## [Challenge]
In the records below, copy verbatim the lines from the one containing "It would mean a lot if you could detect the eiffel" through the one containing "[0,0,421,120]", including both of those lines.

## [Extracted material]
(begin)

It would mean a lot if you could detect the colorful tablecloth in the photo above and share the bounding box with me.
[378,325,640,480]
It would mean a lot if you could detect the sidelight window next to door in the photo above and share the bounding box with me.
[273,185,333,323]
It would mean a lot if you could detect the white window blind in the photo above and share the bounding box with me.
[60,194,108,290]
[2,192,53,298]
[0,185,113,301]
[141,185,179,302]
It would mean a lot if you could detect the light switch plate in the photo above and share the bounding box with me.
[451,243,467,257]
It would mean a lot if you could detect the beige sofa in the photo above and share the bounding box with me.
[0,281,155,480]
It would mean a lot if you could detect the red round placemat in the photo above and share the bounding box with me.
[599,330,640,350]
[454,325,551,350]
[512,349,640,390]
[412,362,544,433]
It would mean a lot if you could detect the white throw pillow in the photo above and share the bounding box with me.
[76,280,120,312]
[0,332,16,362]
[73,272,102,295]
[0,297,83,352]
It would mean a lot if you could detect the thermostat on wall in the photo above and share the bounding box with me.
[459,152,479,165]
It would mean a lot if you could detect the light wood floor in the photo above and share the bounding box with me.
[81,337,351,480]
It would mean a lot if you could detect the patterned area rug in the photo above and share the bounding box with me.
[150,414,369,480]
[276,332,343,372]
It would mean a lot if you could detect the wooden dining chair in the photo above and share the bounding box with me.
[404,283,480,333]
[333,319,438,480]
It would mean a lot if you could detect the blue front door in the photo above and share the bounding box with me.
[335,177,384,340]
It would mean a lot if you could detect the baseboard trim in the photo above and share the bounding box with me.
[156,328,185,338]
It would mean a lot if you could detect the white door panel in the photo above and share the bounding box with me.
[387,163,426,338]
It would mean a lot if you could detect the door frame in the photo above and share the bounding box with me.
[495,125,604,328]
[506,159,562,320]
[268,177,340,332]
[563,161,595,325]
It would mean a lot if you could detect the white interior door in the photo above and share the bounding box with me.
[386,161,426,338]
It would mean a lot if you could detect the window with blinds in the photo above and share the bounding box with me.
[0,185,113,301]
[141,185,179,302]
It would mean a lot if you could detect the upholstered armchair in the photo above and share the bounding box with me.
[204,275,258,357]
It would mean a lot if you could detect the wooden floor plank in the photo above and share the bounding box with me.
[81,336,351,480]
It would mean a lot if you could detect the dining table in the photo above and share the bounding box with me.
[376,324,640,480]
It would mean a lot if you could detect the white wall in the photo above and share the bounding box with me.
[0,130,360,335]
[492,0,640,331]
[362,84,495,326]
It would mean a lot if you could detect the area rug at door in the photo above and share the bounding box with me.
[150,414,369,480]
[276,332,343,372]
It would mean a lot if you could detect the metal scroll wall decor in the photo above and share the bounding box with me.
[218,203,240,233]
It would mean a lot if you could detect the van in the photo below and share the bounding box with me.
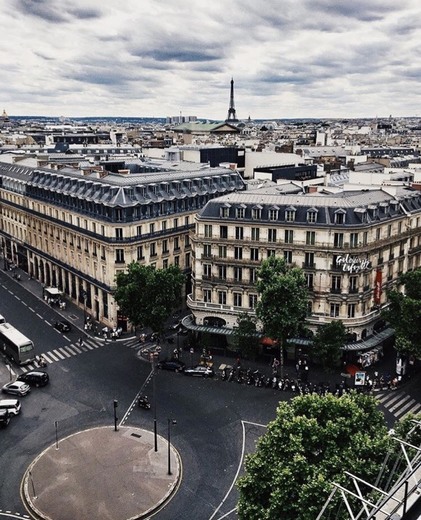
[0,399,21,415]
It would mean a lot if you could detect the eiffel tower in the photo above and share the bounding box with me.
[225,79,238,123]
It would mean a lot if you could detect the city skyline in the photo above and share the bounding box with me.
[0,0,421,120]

(end)
(begin)

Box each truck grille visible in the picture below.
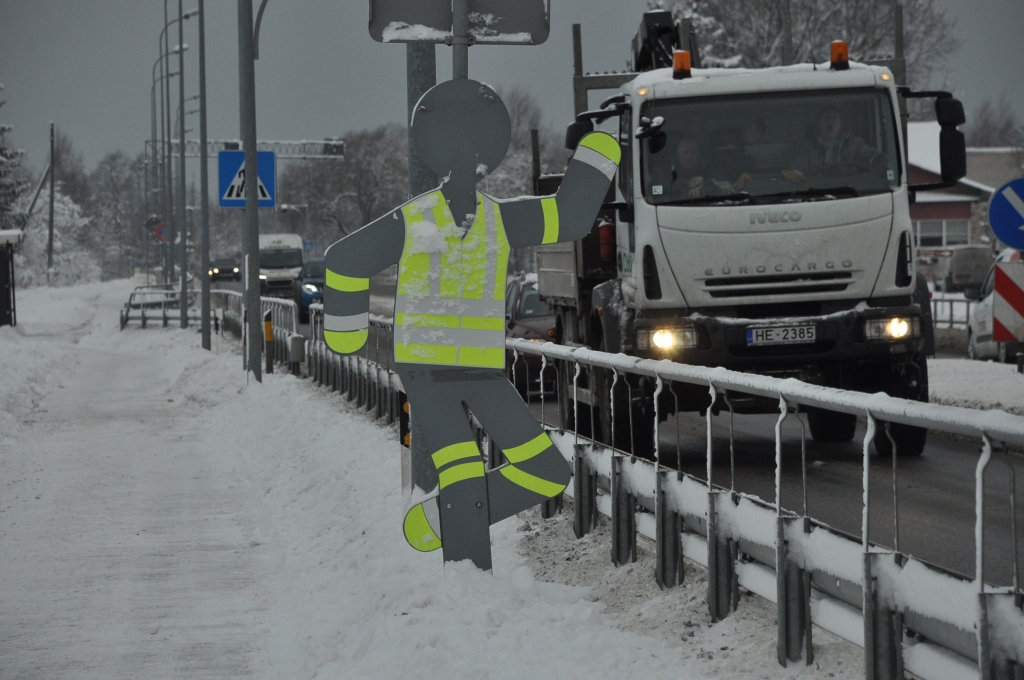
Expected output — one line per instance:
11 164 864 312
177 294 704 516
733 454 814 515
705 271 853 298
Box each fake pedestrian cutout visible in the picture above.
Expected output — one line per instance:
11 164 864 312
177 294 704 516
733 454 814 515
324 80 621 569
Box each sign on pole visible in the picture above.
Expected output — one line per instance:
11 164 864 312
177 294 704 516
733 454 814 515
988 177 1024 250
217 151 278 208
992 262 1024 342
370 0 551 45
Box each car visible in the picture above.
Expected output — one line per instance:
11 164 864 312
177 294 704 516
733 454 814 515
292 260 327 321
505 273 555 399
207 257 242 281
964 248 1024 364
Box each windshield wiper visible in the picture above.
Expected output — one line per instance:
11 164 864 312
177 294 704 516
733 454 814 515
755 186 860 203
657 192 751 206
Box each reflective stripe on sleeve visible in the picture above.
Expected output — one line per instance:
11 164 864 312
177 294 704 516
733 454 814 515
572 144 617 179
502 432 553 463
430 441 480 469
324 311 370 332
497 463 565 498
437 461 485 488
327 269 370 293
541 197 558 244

(end)

## [Correct response]
It would mean a lot if you could detect the eiffel tower in the photo above and share the bounding box with me.
[225,79,238,123]
It would mean a lot if you could detect the city skyline in the photo above and share the bounding box with me.
[0,0,421,120]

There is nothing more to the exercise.